Extracts from a box-labeled dataset:
────

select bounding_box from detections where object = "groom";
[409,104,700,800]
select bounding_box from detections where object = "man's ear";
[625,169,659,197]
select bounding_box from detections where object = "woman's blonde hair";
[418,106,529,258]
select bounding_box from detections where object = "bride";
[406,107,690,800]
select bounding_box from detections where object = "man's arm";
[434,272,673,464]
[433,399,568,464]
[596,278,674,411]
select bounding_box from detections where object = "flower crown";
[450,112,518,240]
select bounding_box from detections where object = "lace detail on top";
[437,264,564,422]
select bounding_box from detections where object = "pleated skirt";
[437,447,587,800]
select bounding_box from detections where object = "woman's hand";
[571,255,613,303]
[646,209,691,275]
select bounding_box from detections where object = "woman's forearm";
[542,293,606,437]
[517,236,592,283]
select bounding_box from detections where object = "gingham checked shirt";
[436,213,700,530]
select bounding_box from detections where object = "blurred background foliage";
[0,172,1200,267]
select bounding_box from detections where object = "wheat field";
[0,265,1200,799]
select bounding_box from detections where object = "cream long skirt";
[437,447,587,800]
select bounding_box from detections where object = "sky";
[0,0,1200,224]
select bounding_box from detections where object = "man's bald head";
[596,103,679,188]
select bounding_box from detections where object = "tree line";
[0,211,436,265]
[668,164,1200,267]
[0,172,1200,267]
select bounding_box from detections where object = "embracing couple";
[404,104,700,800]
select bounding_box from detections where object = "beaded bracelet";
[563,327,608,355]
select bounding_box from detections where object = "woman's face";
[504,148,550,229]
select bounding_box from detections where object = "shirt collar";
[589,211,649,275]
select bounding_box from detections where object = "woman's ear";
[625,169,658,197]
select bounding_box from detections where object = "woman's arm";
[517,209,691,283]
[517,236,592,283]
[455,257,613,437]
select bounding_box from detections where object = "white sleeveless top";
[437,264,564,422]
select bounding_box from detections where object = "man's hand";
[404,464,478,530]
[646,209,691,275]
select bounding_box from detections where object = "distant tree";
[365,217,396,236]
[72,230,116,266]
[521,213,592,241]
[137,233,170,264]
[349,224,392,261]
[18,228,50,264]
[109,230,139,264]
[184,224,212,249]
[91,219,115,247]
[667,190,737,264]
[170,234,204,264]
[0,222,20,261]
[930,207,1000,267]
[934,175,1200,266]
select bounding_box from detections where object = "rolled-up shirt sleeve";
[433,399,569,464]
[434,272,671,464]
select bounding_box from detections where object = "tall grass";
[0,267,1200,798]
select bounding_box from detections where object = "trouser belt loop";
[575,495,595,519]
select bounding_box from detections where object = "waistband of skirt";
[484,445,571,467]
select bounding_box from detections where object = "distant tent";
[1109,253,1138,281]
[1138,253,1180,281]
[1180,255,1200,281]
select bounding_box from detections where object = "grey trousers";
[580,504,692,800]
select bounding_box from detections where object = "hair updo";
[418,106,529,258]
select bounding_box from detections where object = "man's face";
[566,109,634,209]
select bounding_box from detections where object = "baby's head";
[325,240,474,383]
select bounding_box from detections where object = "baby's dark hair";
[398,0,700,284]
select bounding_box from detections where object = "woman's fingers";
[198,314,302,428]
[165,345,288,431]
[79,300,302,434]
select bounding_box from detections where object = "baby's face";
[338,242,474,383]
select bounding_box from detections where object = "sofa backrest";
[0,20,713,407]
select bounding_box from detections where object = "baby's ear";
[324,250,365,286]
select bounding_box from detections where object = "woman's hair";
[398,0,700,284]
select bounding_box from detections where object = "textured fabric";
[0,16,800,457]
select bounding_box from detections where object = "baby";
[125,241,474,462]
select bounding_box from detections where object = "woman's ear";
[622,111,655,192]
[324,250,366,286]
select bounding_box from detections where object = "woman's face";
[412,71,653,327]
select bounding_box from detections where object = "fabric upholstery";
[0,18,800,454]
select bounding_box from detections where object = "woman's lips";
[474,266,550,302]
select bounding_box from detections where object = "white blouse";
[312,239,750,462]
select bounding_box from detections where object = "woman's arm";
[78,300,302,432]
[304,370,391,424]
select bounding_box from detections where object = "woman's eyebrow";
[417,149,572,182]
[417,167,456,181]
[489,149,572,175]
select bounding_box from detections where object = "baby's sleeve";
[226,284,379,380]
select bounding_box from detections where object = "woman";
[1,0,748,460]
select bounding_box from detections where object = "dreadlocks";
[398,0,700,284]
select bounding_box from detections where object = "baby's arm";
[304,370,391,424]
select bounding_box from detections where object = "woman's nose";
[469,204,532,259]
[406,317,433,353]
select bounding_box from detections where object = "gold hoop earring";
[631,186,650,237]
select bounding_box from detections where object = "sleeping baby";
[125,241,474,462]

────

> _TASK GOAL_
Return, character for character, the lines of the listing from its first line up to and including the line containing "[406,107,690,800]".

> _RESULT OF THE EXERCISE_
select bounding_box from detections where object = "groom";
[409,104,700,800]
select bounding_box from detections where object = "man's ear";
[625,169,659,197]
select bounding_box from detections where object = "woman's blonde hair";
[418,106,529,258]
select bounding_box from detections where object = "bride";
[406,107,690,800]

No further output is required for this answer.